:: What to do ::
Return, verbatim, the lines of the listing from the line containing "Target: white background" through the line containing "[(175, 175), (742, 206)]", including both of those lines.

------ Provided data

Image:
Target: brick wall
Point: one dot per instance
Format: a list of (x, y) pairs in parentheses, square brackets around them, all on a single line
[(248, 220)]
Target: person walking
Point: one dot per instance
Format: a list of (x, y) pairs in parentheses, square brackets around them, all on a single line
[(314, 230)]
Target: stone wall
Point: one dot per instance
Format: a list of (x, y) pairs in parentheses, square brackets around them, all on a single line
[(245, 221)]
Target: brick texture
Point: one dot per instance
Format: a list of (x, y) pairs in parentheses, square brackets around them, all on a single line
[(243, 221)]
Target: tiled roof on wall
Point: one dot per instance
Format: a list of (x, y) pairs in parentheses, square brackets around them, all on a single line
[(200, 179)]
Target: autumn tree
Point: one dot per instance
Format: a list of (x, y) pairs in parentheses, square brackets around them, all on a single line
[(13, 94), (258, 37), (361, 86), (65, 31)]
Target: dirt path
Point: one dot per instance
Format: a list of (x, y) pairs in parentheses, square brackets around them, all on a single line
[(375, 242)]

------------
------ Provided data

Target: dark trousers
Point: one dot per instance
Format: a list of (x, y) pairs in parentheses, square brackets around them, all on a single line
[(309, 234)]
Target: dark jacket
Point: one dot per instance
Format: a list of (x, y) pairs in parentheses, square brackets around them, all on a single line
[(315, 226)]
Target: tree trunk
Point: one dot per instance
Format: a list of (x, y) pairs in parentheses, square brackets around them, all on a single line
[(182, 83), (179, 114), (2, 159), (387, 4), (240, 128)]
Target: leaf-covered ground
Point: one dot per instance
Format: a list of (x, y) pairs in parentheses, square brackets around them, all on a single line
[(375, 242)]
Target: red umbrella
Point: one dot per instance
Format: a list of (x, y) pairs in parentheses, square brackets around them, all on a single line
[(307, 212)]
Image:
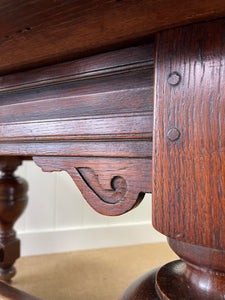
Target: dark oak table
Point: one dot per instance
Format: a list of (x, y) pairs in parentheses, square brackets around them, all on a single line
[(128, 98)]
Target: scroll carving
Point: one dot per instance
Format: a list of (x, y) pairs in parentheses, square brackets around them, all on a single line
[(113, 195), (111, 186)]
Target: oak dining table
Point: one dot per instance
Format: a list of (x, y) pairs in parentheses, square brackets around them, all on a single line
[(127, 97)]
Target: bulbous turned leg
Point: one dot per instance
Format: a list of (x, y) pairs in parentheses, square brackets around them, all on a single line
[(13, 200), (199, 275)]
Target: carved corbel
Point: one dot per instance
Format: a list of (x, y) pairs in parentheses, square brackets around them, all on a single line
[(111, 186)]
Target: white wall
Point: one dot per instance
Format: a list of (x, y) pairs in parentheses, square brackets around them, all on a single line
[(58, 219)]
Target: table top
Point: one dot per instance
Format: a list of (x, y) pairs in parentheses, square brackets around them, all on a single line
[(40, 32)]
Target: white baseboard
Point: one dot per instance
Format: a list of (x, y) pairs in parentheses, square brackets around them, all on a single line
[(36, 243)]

------------
------ Provided data

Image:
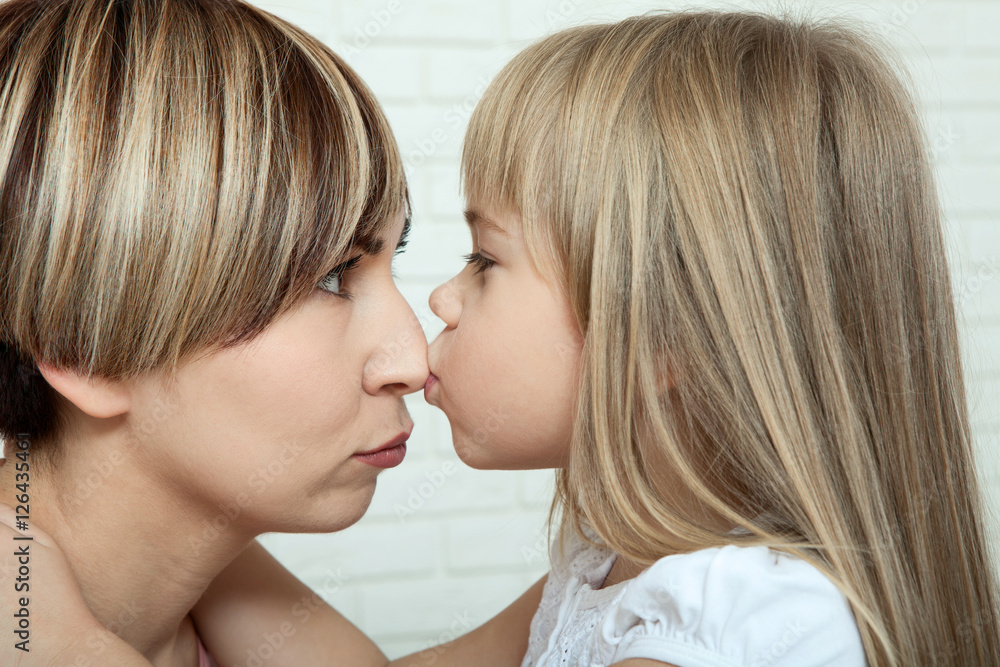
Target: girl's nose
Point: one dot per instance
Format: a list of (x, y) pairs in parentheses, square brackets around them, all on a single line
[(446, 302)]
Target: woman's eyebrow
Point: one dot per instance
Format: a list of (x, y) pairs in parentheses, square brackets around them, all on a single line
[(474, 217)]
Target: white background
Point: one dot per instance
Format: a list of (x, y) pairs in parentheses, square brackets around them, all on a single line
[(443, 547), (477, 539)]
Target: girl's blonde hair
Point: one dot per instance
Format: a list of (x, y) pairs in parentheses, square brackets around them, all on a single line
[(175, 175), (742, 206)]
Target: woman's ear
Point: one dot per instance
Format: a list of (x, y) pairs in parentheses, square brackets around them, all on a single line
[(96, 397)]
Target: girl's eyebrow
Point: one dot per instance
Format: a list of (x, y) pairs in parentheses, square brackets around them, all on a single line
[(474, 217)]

------------

:: Result ::
Target: white background
Point: one dot per instance
Format: a list of (x, y) pairs in parentheses, square brackets around them, all on a single line
[(443, 547), (477, 539)]
Target: girl's blonde hair
Point: one dot per instance
Format: a list of (x, y) pairs in parentheses, square brackets around them, all on a single line
[(175, 175), (742, 206)]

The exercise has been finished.